EXCERPTED TEXT –
○ ○ ○

This uncertainty, along with COVID-19 restrictions, is turning more people towards domestic holidays to visit the British coastline, country parks and smaller towns and cities.
In accordance with UK government guidelines, hotels, bed and breakfasts (B&Bs) and other shared accommodation in England are allowed to open on May 17. This is the same date that international travel can continue.
While self-contained accommodation, which requires no shared facilities between guests, can reopen on April 12.
Insider spoke to a range of hotels, holiday parks and B&Bs, which are preparing for guests to come back and how their facilities will be run differently.
Vaccines won’t be mandatory
So far, more than 30 million people in the UK have received at least one dose of the vaccine but most owners said they won’t make this a requirement for guests.
Travelodge, an independent UK chain hotel, which has more than 570 hotels across the UK, currently only allows keyworkers and those who need to travel for work to stay in its hotels, a spokesperson told Insider.
When asked if Travelodge will make the vaccine mandatory for guests, the spokesperson said: “We will continue to stringently follow government guidelines and policy in regards to operating in the COVID-19 pandemic.”
Currently, the government does not require hotel guests to be vaccinated.

○ ○ ○

Stored data entries:
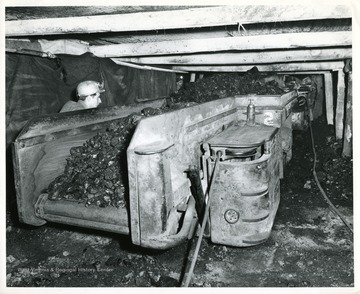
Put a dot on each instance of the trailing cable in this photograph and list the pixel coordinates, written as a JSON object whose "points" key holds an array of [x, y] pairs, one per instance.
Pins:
{"points": [[332, 206], [203, 225]]}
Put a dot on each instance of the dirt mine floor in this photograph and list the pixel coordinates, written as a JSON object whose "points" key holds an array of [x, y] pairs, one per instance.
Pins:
{"points": [[309, 245]]}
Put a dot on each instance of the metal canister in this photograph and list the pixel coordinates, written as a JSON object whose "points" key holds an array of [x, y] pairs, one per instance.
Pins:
{"points": [[251, 114]]}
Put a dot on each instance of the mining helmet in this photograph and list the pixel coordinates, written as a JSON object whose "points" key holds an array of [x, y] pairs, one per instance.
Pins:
{"points": [[87, 88]]}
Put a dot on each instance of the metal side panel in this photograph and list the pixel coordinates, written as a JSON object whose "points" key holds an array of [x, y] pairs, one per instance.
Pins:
{"points": [[244, 203], [181, 134]]}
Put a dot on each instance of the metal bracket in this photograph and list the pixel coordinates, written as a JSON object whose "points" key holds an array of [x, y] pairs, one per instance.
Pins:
{"points": [[39, 205]]}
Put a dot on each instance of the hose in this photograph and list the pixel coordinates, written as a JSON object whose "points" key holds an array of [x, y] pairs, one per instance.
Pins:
{"points": [[332, 207], [203, 225]]}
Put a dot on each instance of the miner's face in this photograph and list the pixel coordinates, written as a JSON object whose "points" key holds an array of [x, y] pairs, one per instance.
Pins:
{"points": [[93, 100]]}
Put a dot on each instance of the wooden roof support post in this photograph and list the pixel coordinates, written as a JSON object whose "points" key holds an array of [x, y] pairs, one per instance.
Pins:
{"points": [[340, 105], [347, 146], [329, 97]]}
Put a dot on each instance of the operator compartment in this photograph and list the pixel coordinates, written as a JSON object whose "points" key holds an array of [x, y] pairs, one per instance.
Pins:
{"points": [[121, 170]]}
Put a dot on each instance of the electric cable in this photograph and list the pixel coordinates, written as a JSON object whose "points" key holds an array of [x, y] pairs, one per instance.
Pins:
{"points": [[332, 206], [203, 225]]}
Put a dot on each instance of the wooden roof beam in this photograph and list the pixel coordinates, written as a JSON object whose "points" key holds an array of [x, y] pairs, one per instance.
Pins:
{"points": [[278, 67], [259, 42], [247, 57], [175, 19]]}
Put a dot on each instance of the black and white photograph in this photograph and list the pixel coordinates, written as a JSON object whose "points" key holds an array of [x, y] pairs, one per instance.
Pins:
{"points": [[179, 145]]}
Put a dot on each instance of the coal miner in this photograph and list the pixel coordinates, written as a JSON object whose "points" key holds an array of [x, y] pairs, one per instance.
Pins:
{"points": [[88, 96]]}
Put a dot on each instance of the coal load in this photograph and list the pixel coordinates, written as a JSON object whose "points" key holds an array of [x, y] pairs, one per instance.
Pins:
{"points": [[223, 85], [96, 173], [93, 172]]}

○ ○ ○

EXERCISES TO COMPLETE –
1. In two sentences, how would you sum up the article on UK accommodation reopening?
2. Would you carry on the article about UK accommodation reopening after its final sentence?

WRITTEN RESPONSES –
1. Uncertainty and COVID-19 restrictions are steering more people toward domestic holidays, and in England self-contained accommodation can reopen on April 12 while hotels, B&Bs and other shared accommodation can open on May 17. Most owners said they won't require guests to be vaccinated, and the government does not currently require it.

2.
The situation is similar in holiday parks. Centre Parcs, which has five short-break holiday villages across the UK, will open on April 12 and have the same COVID-19 safety measures it had in place last year, spokesperson Simon Kay told Insider.
“In line with government guidelines we will not be requiring guests to have been vaccinated,” he said.
Haven Holidays, another chain of holiday parks in the UK, told Insider it’s planning to reopen all of its locations on April 12. A company spokesperson said the government haven’t sent Haven any details about COVID-19 passports and declined to comment on the implementation of them.
Hazelwood Farm B&B in York, in northern England, will also be carrying on with coronavirus measures. The owner, Annette McAnespie described making the vaccine mandatory as a “Catch 22 situation” and could be “construed as discriminatory.”